- _GOAL_
Answer these questions using the forum discussion below about grounding and consequences:
(a) What did the quoted writer's parents think their children might consider being "grounded"?
(b) Why does the responding poster enlarge the text?
(c) What did the older child once say when she came to her parent?

- _EXCERPT PROVIDED_
Originally Posted by Jeannine
With all due respect, I think this is largely semantic. When I was a kid, my parents didn't like to "ground" us, either. (They thought we might consider it cool and teenager-ish to be "grounded"...what the heck!?) But if a kid wants to do something and a parent says you can't until your homework's done, and the kid blows off their homework and then doesn't get to do the thing...does it matter whether you call it grounding or natural consequences? The kid isn't doing what she wants, because she failed to do what was expected of her.
I think it's natural to extend this to "jerk"-y behavior. If you expect your mother to drive you to meet your friends at the movie theater, give you money for tickets and popcorn, then come and pick you up when it's done; but when she asks you to take out the trash you refuse and then you mouth off to her about something, you're risking the natural consequence that she may say, "I'm not taking you." And learning to treat people decently, and that you're not entitled to have whatever you want regardless how you behave is just as valuable a lesson as learning to manage your homework assignments. (IMO)
And sure, if breaking something is a genuine accident, grounding seems an odd response. But if, prior to driving a kid to meet her friend at the movies, Mom says five times, "Stop chasing your sister through the living room with a lasso. You're going to break something!"; the kid ignores Mom and then breaks the TV...such circumstances would be similar to the "jerk"-y behavior discussed above.
Enlarging text so I can see it more easily, hope it's not too huge for others.
For some kids, it wouldnt' matter. I have an extremely logical older child, and the WHY matters to her. Telling her, "You're grounded" wholesale for a specific infraction would have far less impact on her than the more common interaction, which might go like this:
"Can I go to the movie on Sunday?"
"If you get your homework done, first."
Sunday rolls around, and I check in with her, "Is your homework done?"
"Maybe you'll get your homework done earlier next time so you can go."
Except that usually, having a dependent reward meant that she did, in fact, get the homework done.
Attitude discussions would go like this. Not, "You've been really snotty to me, you're grounded", but "You know, you're asking me for a favor, but the last time I asked you to help out, you whined at me and refused to do it. Should I react the same way?"
Except that usually, when she started with the whining, I'd cut it off with, "You know, you're probably going to want a ride or a favor from me soon, should I react that way the next time you ask for something?" And she'd get done the task I was asking her to do.
We had a lot of conversations when we weren't in the heat of the moment, which also helped, and a lot of discussions about situations with other people that didn't go the way she wanted, and alternative ways of handling them.
So there were times when she would say no to a request for help... but she'd do it in a way that I would know exactly what the underlying issue is. I'm not an ogre, I'm not going to be spiteful to my kid if she says, "I really don't want to help with dinner, I'm having bad period cramps because it's the first day of my period," if most of the time she *is* helpful. And we established a ground rule of "Sometimes it is a request and is phrased as such, and sometimes it is necessary and is phrased as such, and sometimes it is absolutely mandatory and you'll know it from the tone of my voice."
But my point is that for her, language mattered. How a "punishment" was presented, mattered. Punishments which seem arbitrary breed resentment and distrust. Making sure the consequence was clear in advance and consistently enforced meant she could predict and control her environment.
In fact, there were times she screwed up where there was NO immediate consequence... but there was an in depth discussion about what went wrong, what caused it, and how to prevent it from happening again... AND what the consequence would be in the future. This meant she could tell me the truth with relative impunity, and she saw the consequences not as punishments, but as aids. Literally, she came to me on one occasion and said, "Mom, I need a consequence."

- _MATERIAL SHOWN_
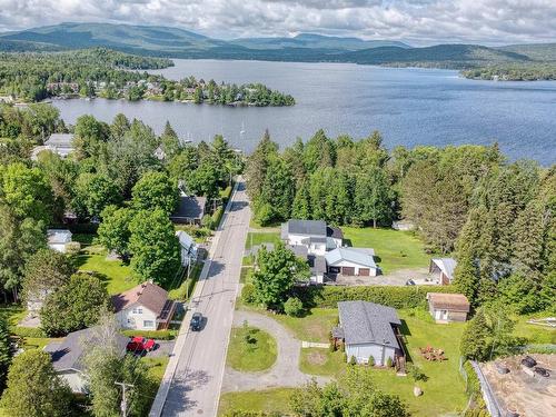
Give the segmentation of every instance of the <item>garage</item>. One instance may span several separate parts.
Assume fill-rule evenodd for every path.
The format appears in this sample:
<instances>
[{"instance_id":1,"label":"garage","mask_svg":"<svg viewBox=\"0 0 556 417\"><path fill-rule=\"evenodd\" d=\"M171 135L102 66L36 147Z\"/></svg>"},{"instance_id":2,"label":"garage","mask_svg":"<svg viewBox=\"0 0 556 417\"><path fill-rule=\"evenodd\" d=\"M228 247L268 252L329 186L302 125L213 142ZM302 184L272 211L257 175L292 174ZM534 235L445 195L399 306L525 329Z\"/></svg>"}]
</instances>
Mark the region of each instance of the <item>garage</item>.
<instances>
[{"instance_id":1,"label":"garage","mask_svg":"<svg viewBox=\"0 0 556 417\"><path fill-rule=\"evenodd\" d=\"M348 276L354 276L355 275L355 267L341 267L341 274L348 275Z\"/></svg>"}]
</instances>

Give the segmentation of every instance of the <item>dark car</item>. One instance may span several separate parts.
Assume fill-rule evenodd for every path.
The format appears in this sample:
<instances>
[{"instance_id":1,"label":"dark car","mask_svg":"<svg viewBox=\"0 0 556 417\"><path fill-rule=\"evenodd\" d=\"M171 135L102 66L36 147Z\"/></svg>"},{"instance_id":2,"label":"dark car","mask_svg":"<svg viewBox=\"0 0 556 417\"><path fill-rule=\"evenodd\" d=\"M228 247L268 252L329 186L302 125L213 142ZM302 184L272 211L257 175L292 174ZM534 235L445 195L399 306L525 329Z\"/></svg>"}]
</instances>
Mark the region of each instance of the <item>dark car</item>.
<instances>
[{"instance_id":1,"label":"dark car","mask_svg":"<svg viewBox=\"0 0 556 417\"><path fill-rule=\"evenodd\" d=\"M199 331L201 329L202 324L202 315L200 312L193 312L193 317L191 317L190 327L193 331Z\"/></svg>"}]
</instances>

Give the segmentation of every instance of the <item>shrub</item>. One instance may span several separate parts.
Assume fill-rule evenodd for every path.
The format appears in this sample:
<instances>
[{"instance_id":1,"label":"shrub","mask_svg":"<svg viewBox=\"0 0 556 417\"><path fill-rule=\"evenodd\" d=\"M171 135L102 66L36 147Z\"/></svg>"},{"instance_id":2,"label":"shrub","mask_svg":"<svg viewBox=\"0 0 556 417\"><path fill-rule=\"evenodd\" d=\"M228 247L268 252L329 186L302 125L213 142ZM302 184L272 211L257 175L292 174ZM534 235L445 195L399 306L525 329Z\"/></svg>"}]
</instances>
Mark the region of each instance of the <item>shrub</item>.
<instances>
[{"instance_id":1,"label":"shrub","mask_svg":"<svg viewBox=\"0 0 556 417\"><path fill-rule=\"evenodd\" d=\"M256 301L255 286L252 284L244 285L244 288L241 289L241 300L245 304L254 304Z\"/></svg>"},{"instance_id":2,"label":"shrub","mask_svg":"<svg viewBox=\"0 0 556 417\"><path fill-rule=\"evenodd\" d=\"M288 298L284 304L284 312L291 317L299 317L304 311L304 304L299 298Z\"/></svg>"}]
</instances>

---

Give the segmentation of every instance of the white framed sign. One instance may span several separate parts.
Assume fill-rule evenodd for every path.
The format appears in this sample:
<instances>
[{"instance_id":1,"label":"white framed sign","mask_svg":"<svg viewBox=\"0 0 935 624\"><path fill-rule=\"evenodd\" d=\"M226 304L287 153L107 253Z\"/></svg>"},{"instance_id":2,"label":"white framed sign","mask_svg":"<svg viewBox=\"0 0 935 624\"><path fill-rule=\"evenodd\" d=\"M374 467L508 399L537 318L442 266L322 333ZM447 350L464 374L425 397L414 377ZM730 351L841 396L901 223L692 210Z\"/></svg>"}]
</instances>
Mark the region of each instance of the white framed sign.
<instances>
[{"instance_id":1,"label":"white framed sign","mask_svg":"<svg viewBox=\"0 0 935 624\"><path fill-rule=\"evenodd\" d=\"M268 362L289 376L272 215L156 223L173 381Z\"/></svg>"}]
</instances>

---

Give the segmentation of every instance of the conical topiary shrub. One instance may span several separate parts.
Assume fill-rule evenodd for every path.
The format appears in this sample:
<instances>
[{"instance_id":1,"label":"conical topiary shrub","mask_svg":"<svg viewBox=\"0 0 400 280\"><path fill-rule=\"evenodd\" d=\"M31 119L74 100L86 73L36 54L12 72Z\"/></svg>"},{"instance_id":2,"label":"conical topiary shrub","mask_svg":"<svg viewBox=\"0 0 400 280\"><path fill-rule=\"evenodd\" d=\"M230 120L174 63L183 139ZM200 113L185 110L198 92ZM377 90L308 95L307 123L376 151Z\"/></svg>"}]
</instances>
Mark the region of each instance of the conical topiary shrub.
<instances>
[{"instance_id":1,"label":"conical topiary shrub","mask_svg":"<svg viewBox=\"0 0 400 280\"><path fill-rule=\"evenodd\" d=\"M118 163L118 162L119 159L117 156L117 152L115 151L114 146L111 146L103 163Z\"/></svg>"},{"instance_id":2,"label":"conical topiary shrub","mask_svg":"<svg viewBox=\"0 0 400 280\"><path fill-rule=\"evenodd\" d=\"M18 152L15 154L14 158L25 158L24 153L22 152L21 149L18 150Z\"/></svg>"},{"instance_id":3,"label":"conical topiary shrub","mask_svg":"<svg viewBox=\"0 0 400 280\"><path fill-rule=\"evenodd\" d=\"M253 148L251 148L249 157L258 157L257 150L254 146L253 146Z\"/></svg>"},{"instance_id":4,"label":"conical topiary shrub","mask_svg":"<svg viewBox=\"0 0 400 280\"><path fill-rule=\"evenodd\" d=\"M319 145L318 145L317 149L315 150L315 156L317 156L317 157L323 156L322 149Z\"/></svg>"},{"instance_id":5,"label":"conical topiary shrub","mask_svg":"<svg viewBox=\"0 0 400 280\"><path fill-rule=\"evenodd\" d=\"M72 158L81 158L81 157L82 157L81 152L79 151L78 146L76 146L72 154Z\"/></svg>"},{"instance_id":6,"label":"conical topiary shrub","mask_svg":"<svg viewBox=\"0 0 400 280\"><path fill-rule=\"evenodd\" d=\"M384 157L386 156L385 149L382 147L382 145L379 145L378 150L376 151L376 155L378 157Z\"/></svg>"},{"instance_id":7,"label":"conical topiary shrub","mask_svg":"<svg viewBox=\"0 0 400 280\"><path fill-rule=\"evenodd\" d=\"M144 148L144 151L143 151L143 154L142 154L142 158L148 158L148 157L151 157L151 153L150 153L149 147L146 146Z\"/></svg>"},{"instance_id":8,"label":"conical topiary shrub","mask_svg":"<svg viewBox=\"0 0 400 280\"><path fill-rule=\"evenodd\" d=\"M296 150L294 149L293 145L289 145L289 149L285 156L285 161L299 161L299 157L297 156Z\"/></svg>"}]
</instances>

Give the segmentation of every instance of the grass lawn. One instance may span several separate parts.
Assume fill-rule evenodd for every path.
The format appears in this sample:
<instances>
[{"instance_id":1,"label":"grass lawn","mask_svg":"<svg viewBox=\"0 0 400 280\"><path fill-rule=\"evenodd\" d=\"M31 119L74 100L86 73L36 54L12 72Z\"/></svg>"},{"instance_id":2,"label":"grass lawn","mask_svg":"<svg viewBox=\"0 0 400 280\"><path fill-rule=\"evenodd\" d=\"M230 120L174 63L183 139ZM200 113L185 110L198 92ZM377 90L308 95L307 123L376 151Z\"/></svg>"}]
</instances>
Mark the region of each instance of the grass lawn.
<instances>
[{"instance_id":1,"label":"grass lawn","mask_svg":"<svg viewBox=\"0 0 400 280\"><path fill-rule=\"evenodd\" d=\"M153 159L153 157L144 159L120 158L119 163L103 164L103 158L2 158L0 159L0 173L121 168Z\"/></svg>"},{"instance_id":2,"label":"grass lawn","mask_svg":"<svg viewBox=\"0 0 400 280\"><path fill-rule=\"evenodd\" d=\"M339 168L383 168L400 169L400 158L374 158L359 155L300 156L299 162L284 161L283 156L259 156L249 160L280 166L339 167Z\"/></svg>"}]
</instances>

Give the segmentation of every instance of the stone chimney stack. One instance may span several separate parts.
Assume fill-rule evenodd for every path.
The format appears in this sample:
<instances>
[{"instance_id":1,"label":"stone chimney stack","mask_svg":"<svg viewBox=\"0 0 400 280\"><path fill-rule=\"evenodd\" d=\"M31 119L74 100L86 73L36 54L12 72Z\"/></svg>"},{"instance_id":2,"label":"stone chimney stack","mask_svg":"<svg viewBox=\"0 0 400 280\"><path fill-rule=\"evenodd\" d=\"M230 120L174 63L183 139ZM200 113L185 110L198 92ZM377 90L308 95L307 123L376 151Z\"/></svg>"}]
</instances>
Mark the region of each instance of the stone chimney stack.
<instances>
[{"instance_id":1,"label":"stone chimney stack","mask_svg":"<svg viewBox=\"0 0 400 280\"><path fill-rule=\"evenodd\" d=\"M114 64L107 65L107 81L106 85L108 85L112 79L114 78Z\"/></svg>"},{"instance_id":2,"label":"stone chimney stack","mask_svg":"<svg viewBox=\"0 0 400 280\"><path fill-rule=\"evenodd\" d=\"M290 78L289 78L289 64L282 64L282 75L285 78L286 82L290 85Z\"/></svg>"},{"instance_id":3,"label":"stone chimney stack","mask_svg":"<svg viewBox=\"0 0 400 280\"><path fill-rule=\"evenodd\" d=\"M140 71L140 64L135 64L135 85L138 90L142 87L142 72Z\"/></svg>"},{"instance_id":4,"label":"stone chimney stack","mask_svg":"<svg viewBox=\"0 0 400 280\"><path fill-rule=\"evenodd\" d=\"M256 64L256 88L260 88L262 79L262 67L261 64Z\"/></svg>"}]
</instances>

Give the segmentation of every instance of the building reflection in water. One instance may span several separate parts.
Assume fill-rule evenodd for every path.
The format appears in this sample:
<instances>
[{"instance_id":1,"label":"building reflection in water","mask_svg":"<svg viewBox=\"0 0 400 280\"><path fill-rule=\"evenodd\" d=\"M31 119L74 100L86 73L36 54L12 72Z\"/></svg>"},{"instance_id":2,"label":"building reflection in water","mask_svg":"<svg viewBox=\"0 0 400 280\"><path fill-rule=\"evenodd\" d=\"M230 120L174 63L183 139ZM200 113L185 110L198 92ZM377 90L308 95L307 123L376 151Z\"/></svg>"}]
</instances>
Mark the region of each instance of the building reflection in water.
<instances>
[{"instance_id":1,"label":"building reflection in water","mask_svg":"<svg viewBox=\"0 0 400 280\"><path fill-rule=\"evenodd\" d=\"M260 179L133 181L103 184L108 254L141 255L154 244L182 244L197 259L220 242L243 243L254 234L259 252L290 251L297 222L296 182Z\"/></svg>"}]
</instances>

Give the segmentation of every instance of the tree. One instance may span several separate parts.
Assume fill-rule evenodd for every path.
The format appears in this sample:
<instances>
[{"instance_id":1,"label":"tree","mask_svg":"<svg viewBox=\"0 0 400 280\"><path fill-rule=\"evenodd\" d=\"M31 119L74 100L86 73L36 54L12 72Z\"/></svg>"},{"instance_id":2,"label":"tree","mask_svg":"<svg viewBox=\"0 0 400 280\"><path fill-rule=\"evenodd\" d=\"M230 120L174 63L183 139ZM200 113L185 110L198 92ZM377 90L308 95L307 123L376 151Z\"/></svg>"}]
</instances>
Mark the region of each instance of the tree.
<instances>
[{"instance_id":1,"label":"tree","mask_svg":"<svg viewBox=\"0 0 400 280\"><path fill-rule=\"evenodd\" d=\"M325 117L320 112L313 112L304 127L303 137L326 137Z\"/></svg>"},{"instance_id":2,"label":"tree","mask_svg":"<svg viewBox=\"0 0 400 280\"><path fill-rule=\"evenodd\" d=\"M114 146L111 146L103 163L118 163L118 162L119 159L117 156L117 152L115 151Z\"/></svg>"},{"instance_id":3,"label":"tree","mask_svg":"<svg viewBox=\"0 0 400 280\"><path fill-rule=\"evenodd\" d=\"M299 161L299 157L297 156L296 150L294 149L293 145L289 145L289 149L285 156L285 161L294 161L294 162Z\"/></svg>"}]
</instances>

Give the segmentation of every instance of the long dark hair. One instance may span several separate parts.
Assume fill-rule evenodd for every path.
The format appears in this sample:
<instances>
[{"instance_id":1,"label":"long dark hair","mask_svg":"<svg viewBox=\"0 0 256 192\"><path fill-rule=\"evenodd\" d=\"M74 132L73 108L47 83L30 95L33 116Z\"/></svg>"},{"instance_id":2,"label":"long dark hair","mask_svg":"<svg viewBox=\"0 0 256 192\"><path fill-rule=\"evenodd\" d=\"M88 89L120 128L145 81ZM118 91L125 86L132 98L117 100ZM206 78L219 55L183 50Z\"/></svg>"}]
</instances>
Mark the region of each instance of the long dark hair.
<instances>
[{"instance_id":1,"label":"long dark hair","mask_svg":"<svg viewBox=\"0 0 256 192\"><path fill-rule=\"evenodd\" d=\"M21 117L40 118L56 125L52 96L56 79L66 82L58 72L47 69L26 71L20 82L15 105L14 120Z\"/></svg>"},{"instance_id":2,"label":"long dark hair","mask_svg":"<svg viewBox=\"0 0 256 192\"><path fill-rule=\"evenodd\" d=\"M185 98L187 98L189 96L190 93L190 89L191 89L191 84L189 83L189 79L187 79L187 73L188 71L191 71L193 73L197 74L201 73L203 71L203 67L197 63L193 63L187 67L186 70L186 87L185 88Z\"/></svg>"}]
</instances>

- _TASK RESPONSE_
(a) Cool and teenager-ish.
(b) So the poster can see it more easily.
(c) "Mom, I need a consequence."